What to work on – The answer must consist of every line from the data that holds the string "negative".

═══ Study material ═══

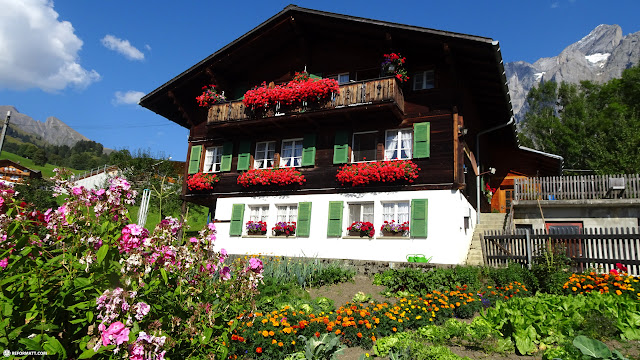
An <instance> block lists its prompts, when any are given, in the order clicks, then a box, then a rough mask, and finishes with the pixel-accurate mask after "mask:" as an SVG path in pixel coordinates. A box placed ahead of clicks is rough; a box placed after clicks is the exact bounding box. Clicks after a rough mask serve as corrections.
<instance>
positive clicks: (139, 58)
mask: <svg viewBox="0 0 640 360" xmlns="http://www.w3.org/2000/svg"><path fill="white" fill-rule="evenodd" d="M101 41H102V45H104V47H106V48H107V49H109V50H113V51H115V52H119V53H120V54H122V55H124V56H125V57H126V58H127V59H129V60H144V54H143V53H142V51H140V50H138V49H136V47H135V46H133V45H131V43H130V42H129V40H123V39H118V38H117V37H115V36H113V35H106V36H105V37H103V38H102V40H101Z"/></svg>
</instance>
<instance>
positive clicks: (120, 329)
mask: <svg viewBox="0 0 640 360" xmlns="http://www.w3.org/2000/svg"><path fill="white" fill-rule="evenodd" d="M101 325H102V324H101ZM103 327H104V326H103ZM128 340H129V329H128V328H126V327H125V326H124V324H123V323H121V322H120V321H116V322H114V323H113V324H111V325H109V327H108V328H107V329H106V330H103V331H102V345H103V346H107V345H110V344H111V342H112V341H115V343H116V345H120V344H122V343H123V342H126V341H128Z"/></svg>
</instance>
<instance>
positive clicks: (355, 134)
mask: <svg viewBox="0 0 640 360" xmlns="http://www.w3.org/2000/svg"><path fill="white" fill-rule="evenodd" d="M363 134H376V138H375V145H374V152H375V155H374V158H373V159H371V160H368V159H366V160H358V161H356V156H355V154H356V150H355V144H356V135H363ZM377 134H378V131H360V132H354V133H353V135H351V162H352V163H358V162H374V161H378V159H377V157H378V137H377Z"/></svg>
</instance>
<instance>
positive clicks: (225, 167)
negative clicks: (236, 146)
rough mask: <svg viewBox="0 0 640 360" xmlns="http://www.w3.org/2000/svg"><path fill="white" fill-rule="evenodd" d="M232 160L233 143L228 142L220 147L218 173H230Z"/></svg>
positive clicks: (230, 142)
mask: <svg viewBox="0 0 640 360" xmlns="http://www.w3.org/2000/svg"><path fill="white" fill-rule="evenodd" d="M232 159H233V143H232V142H230V141H229V142H226V143H224V144H223V145H222V159H221V160H220V171H231V160H232Z"/></svg>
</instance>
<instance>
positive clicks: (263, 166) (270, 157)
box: [253, 141, 276, 169]
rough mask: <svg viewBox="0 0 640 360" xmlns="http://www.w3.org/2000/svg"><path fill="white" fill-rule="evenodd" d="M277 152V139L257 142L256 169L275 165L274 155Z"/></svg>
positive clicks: (266, 168) (264, 167)
mask: <svg viewBox="0 0 640 360" xmlns="http://www.w3.org/2000/svg"><path fill="white" fill-rule="evenodd" d="M275 153H276V142H275V141H263V142H259V143H256V155H255V161H254V164H253V167H254V168H256V169H268V168H272V167H273V157H274V155H275Z"/></svg>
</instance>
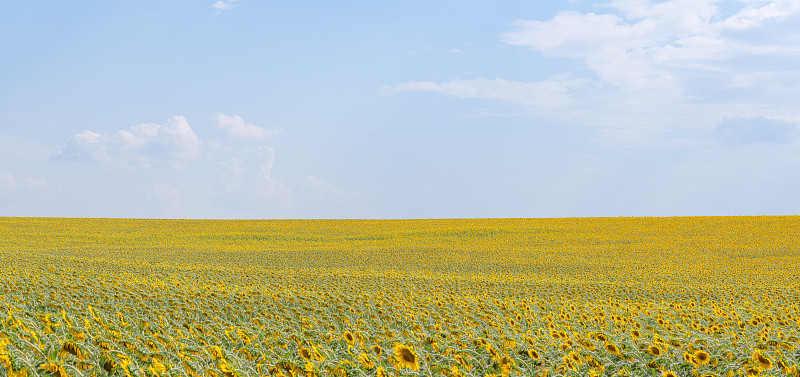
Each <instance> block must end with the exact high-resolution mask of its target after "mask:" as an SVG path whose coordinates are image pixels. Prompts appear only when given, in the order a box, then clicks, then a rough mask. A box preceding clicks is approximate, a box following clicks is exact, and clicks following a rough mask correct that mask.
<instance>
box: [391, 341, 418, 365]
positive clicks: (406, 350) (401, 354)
mask: <svg viewBox="0 0 800 377" xmlns="http://www.w3.org/2000/svg"><path fill="white" fill-rule="evenodd" d="M394 356H395V358H396V359H397V361H398V362H399V366H400V367H406V368H408V369H411V370H419V358H418V357H417V354H416V353H414V351H413V350H412V349H410V348H408V347H406V346H405V345H403V344H402V343H395V344H394Z"/></svg>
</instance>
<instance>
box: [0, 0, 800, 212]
mask: <svg viewBox="0 0 800 377" xmlns="http://www.w3.org/2000/svg"><path fill="white" fill-rule="evenodd" d="M0 84H1V85H0V216H80V217H84V216H88V217H177V218H445V217H565V216H668V215H750V214H800V195H798V194H797V193H796V192H797V187H800V0H792V1H755V0H748V1H711V0H699V1H697V0H692V1H689V0H670V1H646V0H630V1H619V0H616V1H615V0H612V1H602V2H592V1H580V0H574V1H562V2H559V1H546V2H545V1H538V2H537V1H499V2H485V1H463V0H462V1H420V2H414V1H408V2H399V3H381V2H377V3H376V2H348V1H344V2H322V1H306V2H264V1H252V0H239V1H216V2H215V1H206V2H203V1H196V0H195V1H168V2H157V1H141V2H101V1H79V2H69V3H64V2H56V1H22V2H11V3H8V4H4V7H3V10H2V11H0Z"/></svg>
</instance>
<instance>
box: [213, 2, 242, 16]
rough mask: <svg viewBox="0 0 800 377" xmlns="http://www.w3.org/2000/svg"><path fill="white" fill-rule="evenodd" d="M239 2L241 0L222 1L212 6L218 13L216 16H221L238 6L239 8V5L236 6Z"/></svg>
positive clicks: (214, 4)
mask: <svg viewBox="0 0 800 377" xmlns="http://www.w3.org/2000/svg"><path fill="white" fill-rule="evenodd" d="M238 2H239V0H226V1H221V0H220V1H217V2H215V3H214V4H211V8H214V10H216V11H217V13H216V14H220V13H222V12H223V11H226V10H231V9H234V8H236V7H237V6H239V5H238V4H236V3H238Z"/></svg>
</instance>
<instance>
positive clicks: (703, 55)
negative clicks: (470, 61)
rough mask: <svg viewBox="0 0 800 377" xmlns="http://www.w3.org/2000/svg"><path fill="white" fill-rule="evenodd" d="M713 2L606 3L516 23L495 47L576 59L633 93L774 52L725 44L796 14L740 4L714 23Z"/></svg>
mask: <svg viewBox="0 0 800 377" xmlns="http://www.w3.org/2000/svg"><path fill="white" fill-rule="evenodd" d="M716 3H718V1H714V0H700V1H696V0H670V1H664V2H658V3H655V2H651V1H622V0H617V1H612V2H611V3H610V4H608V6H609V7H610V8H612V9H613V10H614V11H615V12H614V13H608V14H595V13H579V12H574V11H564V12H561V13H558V14H557V15H556V16H555V17H553V18H552V19H550V20H547V21H537V20H520V21H516V22H515V23H514V26H515V30H512V31H510V32H507V33H504V34H502V35H501V39H502V40H503V41H504V42H505V43H507V44H510V45H517V46H525V47H529V48H530V49H533V50H536V51H539V52H541V53H542V54H543V55H545V56H551V57H566V58H577V59H582V60H583V61H585V63H586V65H587V67H588V68H589V69H591V70H592V71H594V72H595V73H596V74H597V76H598V78H599V79H600V80H601V81H603V82H606V83H610V84H612V85H616V86H618V87H622V88H627V89H633V90H639V89H644V88H654V87H658V88H664V87H671V86H674V85H677V84H678V82H677V81H678V80H677V78H678V77H677V76H678V75H679V72H678V71H677V69H679V68H686V67H692V68H703V69H714V68H717V67H718V65H719V64H718V62H719V61H722V60H726V59H730V58H732V57H735V56H739V55H742V54H757V53H766V52H780V51H781V50H782V49H780V48H779V49H775V48H772V49H770V48H764V46H761V45H760V43H745V42H741V41H738V42H737V41H735V40H733V39H731V38H727V37H726V32H728V31H732V30H735V31H742V30H747V29H751V28H754V27H758V26H761V25H762V24H764V23H766V22H767V21H771V20H779V19H782V18H785V17H787V16H791V15H794V14H797V13H798V12H800V3H798V2H797V1H772V2H768V3H767V4H764V3H765V2H763V1H752V2H747V5H746V6H744V7H743V8H741V9H739V11H738V12H736V13H735V14H733V15H730V16H728V17H721V16H722V15H721V11H720V9H719V8H718V7H717V4H716Z"/></svg>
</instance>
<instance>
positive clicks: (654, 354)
mask: <svg viewBox="0 0 800 377" xmlns="http://www.w3.org/2000/svg"><path fill="white" fill-rule="evenodd" d="M647 353H649V354H651V355H653V356H659V355H661V348H658V346H650V347H647Z"/></svg>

═══

Reply –
negative clicks: (236, 146)
negative clicks: (470, 61)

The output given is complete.